DATA FOR THIS EXERCISE section start

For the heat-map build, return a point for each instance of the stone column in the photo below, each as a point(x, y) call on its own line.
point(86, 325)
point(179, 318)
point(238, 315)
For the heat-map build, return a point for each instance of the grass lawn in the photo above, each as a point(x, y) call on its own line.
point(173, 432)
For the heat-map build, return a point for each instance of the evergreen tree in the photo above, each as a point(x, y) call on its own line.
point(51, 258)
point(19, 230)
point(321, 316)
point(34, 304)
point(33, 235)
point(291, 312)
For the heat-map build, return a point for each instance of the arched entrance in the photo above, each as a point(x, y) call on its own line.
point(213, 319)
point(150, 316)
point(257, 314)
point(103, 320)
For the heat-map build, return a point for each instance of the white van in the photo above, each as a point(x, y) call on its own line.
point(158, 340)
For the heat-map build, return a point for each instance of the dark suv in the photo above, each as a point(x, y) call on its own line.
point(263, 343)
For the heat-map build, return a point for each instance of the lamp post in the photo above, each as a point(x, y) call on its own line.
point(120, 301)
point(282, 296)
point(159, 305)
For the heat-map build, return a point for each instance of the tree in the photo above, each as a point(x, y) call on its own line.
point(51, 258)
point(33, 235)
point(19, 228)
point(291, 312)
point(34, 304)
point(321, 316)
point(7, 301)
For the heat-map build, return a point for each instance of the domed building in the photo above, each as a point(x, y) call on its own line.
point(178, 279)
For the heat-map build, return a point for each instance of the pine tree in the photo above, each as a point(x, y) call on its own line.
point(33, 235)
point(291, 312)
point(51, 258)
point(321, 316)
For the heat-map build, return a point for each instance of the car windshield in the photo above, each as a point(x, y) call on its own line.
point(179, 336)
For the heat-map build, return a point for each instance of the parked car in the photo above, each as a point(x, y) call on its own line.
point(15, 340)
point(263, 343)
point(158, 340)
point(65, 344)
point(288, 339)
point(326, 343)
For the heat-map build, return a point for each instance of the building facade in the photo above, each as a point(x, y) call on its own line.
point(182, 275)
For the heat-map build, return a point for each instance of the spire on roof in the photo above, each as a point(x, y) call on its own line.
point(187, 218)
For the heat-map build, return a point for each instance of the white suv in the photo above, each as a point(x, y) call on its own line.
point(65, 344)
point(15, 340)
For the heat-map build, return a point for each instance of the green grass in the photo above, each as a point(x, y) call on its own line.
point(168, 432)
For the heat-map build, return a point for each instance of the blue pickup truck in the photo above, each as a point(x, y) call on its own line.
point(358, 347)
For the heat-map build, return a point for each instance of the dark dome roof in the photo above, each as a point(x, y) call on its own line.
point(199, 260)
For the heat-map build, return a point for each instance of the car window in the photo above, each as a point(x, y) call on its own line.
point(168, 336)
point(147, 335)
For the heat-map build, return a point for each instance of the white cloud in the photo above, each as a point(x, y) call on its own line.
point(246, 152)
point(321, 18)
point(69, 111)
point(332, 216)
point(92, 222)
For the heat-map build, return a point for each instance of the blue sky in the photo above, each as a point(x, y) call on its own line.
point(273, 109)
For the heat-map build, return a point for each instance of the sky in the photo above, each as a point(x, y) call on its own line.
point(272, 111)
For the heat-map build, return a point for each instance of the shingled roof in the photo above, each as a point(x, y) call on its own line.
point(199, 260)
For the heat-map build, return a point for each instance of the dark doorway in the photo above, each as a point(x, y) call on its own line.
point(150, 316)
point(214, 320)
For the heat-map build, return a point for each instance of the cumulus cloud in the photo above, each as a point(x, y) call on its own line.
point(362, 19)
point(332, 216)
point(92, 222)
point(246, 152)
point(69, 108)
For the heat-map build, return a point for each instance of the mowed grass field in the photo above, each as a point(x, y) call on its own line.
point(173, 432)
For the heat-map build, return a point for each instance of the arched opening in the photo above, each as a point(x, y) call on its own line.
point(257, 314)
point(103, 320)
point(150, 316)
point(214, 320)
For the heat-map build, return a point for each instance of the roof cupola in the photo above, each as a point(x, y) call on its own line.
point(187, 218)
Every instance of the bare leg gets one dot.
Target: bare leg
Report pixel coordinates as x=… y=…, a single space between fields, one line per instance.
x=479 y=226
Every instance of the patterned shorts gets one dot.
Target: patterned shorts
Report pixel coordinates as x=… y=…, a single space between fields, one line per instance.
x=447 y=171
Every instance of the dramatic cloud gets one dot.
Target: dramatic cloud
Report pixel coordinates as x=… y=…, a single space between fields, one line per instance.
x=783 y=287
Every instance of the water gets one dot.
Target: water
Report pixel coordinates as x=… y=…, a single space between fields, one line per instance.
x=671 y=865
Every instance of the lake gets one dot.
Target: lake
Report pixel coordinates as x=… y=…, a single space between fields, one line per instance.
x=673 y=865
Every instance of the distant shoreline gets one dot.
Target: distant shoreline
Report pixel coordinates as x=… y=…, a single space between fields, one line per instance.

DATA FOR THIS EXERCISE section end

▶ _EXERCISE PROMPT_
All of the records shown above should be reproduced exactly.

▶ _COMPLETED TASK_
For the heat-map build, return a point for each instance of the stone column in the photo below, each as a point(x, y) call on its own line.
point(86, 325)
point(179, 318)
point(238, 315)
For the heat-map build, return a point for each instance of the grass lawn in the photo above, each as a point(x, y) call on its own line.
point(173, 432)
For the heat-map build, return a point for each instance of the evergreen tree in the photo above, each as a point(x, y) call on its own line.
point(51, 258)
point(19, 230)
point(321, 316)
point(34, 304)
point(33, 235)
point(291, 312)
For the heat-map build, return a point for each instance of the arched entrance in the photo above, each as a point(x, y) call on its own line.
point(213, 319)
point(150, 316)
point(257, 314)
point(103, 320)
For the heat-map build, return a point for each instance of the white van in the photo above, each as a point(x, y) call on its own line.
point(158, 340)
For the heat-map build, return a point for each instance of the dark suv in the photo above, each as a point(x, y) call on its own line.
point(263, 343)
For the heat-map build, return a point for each instance of the lamp post in the photo above, each as a point(x, y) call on its own line.
point(120, 301)
point(282, 296)
point(159, 305)
For the heat-map build, return a point for each instance of the tree in the photo above, each as a point(x, y) call on its own line.
point(51, 258)
point(33, 235)
point(19, 228)
point(291, 312)
point(34, 304)
point(321, 316)
point(7, 301)
For the heat-map build, return a point for each instance of the domed building in the photo above, each as a point(x, y) call on its own line.
point(178, 279)
For the heat-map build, return a point for each instance of the pine tree in the photo above, each as a point(x, y) call on its own line.
point(33, 235)
point(291, 312)
point(51, 258)
point(321, 316)
For the heat-map build, return a point for each instance of the car windshield in the photo above, each as a point(x, y) call on its own line.
point(179, 336)
For the heat-map build, return a point for each instance of the parked car in the photo above, each as a point(x, y) call on its own line.
point(15, 340)
point(263, 343)
point(158, 340)
point(65, 344)
point(288, 339)
point(326, 343)
For the heat-map build, return a point for each instance of the building facade in the photo above, each as a point(x, y) call on its own line.
point(182, 275)
For the heat-map build, return a point for each instance of the spire on roof in the photo above, each as a point(x, y) call on its own line.
point(187, 218)
For the heat-map build, return a point for each instance of the white suv in the photo above, each as a point(x, y) call on its own line.
point(65, 344)
point(15, 340)
For the heat-map build, return a point for each instance of the green grass in the photo above, each as a point(x, y) call on its own line.
point(168, 432)
For the heat-map build, return a point for each instance of the blue pickup truck in the photo above, each as a point(x, y) call on its own line.
point(358, 347)
For the heat-map build, return a point for each instance of the dark dome roof in the photo above, each as a point(x, y) call on its own line.
point(199, 260)
For the heat-map build, return a point for each instance of the car window in the photo above, each as a point(x, y) call on its own line.
point(168, 336)
point(147, 335)
For the heat-map build, return a point for each instance of the white cloud in the photo above, each as a point(x, y) call on its own line.
point(246, 152)
point(321, 18)
point(69, 111)
point(332, 216)
point(92, 222)
For the heat-map build, return a point for each instance of the blue sky in the photo above, each as a point(x, y) call on its own line.
point(273, 109)
For the heat-map build, return a point for each instance of the sky in the photo above, each as a point(x, y) call on its own line.
point(272, 111)
For the heat-map build, return a point for each instance of the shingled roof in the photo above, each as a point(x, y) call on its own line.
point(199, 260)
For the heat-map build, return a point for each instance of the dark doorway in the photo above, each as a point(x, y) call on its own line.
point(150, 316)
point(214, 320)
For the heat-map build, return a point for each instance of the cumulus cloud in the photo above, each as a point(x, y) call on its own line.
point(362, 19)
point(332, 216)
point(92, 222)
point(246, 152)
point(69, 108)
For the heat-map build, return a point for each instance of the mowed grass field in the photo above, each as a point(x, y) call on its own line.
point(173, 432)
For the heat-map build, return a point for each instance of the arched opening in the photo above, each as a point(x, y) call on its own line.
point(257, 314)
point(103, 320)
point(150, 316)
point(214, 320)
For the heat-map build, return a point for each instance of the roof cupola in the photo above, each as a point(x, y) call on its own line.
point(187, 218)
Every instance of the bare leg gets one dot.
Target: bare leg
Report pixel coordinates as x=… y=…, a single space between fields, one line per instance.
x=479 y=226
Every instance of the patterned shorts gets one dot.
Target: patterned shorts
Report pixel coordinates as x=… y=…, a single space between fields, one line per instance.
x=447 y=171
Every instance of the dramatic cloud gets one dot.
Target: dramatic cloud
Report pixel coordinates as x=… y=…, a single space between fields, one line per instance.
x=783 y=287
Every instance of the water gets one dot.
Target: water
Report pixel coordinates as x=… y=…, a single space between fields, one line per instance.
x=671 y=865
Every instance of the lake gets one dot.
Target: lake
Report pixel coordinates as x=… y=…, a single space between fields, one line per instance.
x=673 y=865
Every instance of the distant shoreline gets one dot.
Target: distant shoreline
Report pixel coordinates as x=… y=…, a single space between fields, one line per instance.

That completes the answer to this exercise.